=== Working data ===
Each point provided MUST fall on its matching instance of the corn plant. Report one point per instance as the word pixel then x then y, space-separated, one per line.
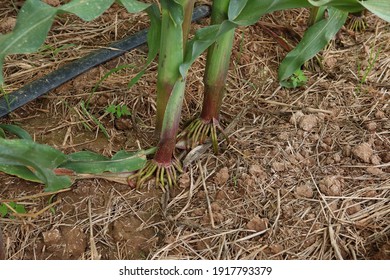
pixel 168 37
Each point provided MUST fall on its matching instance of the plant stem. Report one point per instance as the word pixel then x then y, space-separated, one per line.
pixel 171 54
pixel 170 84
pixel 217 65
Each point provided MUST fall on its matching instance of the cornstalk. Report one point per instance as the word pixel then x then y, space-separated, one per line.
pixel 171 55
pixel 217 65
pixel 175 24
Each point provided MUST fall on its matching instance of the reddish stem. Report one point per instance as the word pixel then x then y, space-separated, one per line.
pixel 212 101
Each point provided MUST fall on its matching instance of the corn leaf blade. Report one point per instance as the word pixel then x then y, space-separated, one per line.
pixel 40 159
pixel 381 8
pixel 87 162
pixel 314 40
pixel 345 5
pixel 153 40
pixel 203 38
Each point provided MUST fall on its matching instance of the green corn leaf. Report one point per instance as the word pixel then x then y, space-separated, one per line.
pixel 204 38
pixel 86 9
pixel 345 5
pixel 235 8
pixel 133 6
pixel 86 162
pixel 16 130
pixel 173 109
pixel 153 40
pixel 381 8
pixel 3 210
pixel 314 40
pixel 20 171
pixel 40 159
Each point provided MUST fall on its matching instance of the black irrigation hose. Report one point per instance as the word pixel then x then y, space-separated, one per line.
pixel 69 71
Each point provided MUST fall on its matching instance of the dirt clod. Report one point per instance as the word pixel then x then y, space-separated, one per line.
pixel 7 25
pixel 52 237
pixel 308 122
pixel 331 186
pixel 222 176
pixel 363 152
pixel 304 190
===
#### [Required work]
The data is to be printed again exactly, but without its pictures.

#### [Task output]
Each point provided MUST fall on its matching instance of the corn plant. Report one point per instance as the word pixel then x then y, space-separated, one per line.
pixel 168 37
Each point provided MUST fall on its matching instance of the plant stem. Report one point per instance as the word pixel then x then y, space-separated, one per line.
pixel 171 54
pixel 170 84
pixel 217 65
Each point provided MUST fall on its matching instance of the cornstalk. Report one point per instance as the word pixel then x then y, space-separated, one per line.
pixel 171 55
pixel 217 65
pixel 175 24
Each point provided MUST fall on its matching instance of the reddish stem. Report one point per instance as the word pixel then x then y, space-separated, one per line.
pixel 212 101
Each point provided MUST fall on its matching instance of the corn leaf blade. Report one point per instance as the word pixel then x then y, space-separated, one per line.
pixel 40 159
pixel 381 8
pixel 87 162
pixel 314 40
pixel 345 5
pixel 153 40
pixel 203 38
Each point provided MUST fall on its matching instance of the green corn leaf. Report one point per instance as the word pixel then x then y, space-separated, one per line.
pixel 204 38
pixel 86 9
pixel 345 5
pixel 235 8
pixel 133 6
pixel 86 162
pixel 16 130
pixel 173 109
pixel 153 40
pixel 381 8
pixel 3 210
pixel 314 40
pixel 20 171
pixel 40 159
Each point provided MUST fall on its matching instance of the black irrigation hose. Report one point per instance as the word pixel then x then y, space-separated, one per line.
pixel 69 71
Each point provided MUST fall on its matching instance of the dirt clod. Report one point per instance as the word pixel then x then y, space-separated, one per line.
pixel 7 25
pixel 52 237
pixel 308 122
pixel 331 186
pixel 222 176
pixel 363 152
pixel 304 190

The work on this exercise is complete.